### Task details
Arrange the items from the start of the records through the line containing "M 216 31 L 51" as a two-column CSV with the header instruction,outline and one row per item: its text in the instruction column and its answer in the outline column. Put each field in double quotes, replace line breaks with spaces, and omit the pictures.

+++

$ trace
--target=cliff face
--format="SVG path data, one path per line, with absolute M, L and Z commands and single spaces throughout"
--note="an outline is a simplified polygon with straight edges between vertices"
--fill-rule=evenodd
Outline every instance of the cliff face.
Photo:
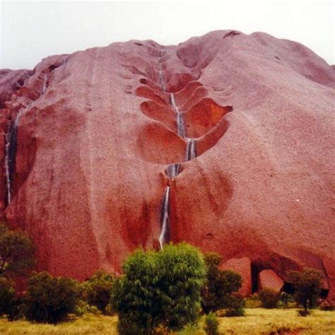
M 216 31 L 51 57 L 0 84 L 1 208 L 39 269 L 84 279 L 186 240 L 249 259 L 254 289 L 264 269 L 312 266 L 335 296 L 335 76 L 312 51 Z

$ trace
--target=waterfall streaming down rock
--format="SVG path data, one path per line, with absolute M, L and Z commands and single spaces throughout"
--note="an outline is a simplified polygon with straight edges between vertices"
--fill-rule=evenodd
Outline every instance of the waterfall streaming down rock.
M 187 139 L 185 160 L 191 160 L 196 157 L 196 142 L 194 139 Z
M 43 88 L 42 93 L 44 93 L 47 89 L 47 74 L 45 74 L 44 81 L 43 81 Z
M 166 91 L 165 81 L 160 63 L 158 64 L 158 84 L 164 91 Z
M 16 153 L 16 136 L 17 127 L 20 117 L 25 112 L 26 108 L 21 108 L 14 122 L 11 122 L 11 127 L 6 134 L 5 145 L 5 174 L 6 174 L 6 192 L 7 195 L 7 206 L 11 201 L 12 177 L 14 172 L 15 156 Z
M 171 106 L 172 106 L 172 108 L 175 110 L 175 112 L 179 113 L 178 107 L 176 105 L 176 100 L 175 100 L 175 95 L 173 93 L 170 95 L 170 102 L 171 103 Z
M 6 173 L 6 192 L 7 194 L 7 204 L 11 204 L 11 172 L 9 168 L 9 146 L 10 146 L 10 134 L 6 134 L 6 153 L 5 153 L 5 173 Z
M 180 163 L 170 164 L 165 170 L 166 175 L 171 179 L 177 177 L 180 172 Z
M 184 117 L 182 113 L 177 114 L 177 130 L 180 137 L 185 137 L 185 125 L 184 124 Z
M 177 132 L 180 137 L 185 137 L 185 124 L 184 122 L 184 116 L 182 113 L 181 113 L 179 110 L 178 107 L 176 105 L 176 102 L 175 100 L 175 95 L 171 93 L 170 95 L 170 100 L 171 102 L 171 105 L 172 106 L 173 109 L 177 115 Z
M 160 235 L 159 245 L 161 249 L 170 242 L 170 186 L 165 188 L 160 212 Z

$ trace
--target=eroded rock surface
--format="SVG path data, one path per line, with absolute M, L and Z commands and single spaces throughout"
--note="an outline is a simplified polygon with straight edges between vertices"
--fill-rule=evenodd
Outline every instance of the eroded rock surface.
M 20 74 L 1 86 L 3 135 L 20 114 L 1 203 L 35 240 L 39 269 L 84 279 L 158 247 L 170 184 L 172 241 L 249 258 L 254 287 L 264 269 L 285 281 L 315 267 L 335 297 L 335 76 L 311 50 L 216 31 L 51 57 Z M 196 157 L 185 162 L 187 137 Z
M 278 276 L 273 270 L 263 270 L 259 272 L 258 288 L 269 288 L 271 290 L 281 292 L 284 286 L 284 282 Z
M 247 257 L 233 258 L 220 266 L 221 270 L 231 270 L 237 272 L 242 277 L 242 283 L 238 293 L 247 297 L 252 293 L 251 261 Z

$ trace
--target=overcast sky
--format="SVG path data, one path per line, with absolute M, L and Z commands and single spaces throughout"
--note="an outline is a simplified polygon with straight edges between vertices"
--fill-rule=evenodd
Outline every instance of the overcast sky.
M 295 40 L 333 64 L 334 9 L 334 0 L 1 1 L 0 68 L 132 39 L 177 44 L 218 29 Z

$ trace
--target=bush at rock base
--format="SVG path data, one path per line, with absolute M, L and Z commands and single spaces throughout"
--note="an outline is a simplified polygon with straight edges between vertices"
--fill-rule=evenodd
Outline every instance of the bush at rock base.
M 206 266 L 196 248 L 181 243 L 160 252 L 136 250 L 123 270 L 111 297 L 119 334 L 151 334 L 158 327 L 177 331 L 197 319 Z
M 261 307 L 276 308 L 279 302 L 281 293 L 271 288 L 263 288 L 259 292 Z
M 40 272 L 28 280 L 25 316 L 30 321 L 57 324 L 75 312 L 78 297 L 76 281 Z

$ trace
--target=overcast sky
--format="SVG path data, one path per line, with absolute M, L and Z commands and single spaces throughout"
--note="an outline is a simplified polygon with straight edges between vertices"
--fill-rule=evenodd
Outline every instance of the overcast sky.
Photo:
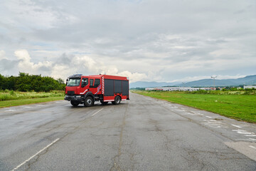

+++

### Reply to the exercise
instruction,outline
"$ trace --target=cliff face --format=""SVG path data, one path per line, with absolute M, L and Z commands and single spaces throughout"" --note=""an outline is a simplified polygon with straight edges between vertices"" --fill-rule=evenodd Outline every instance of the cliff face. Photo:","M 216 31 L 51 57 L 0 84 L 1 208 L 39 269 L 84 279 L 186 240 L 249 259 L 254 289 L 264 269 L 312 266 L 335 296 L 335 76 L 312 51 Z"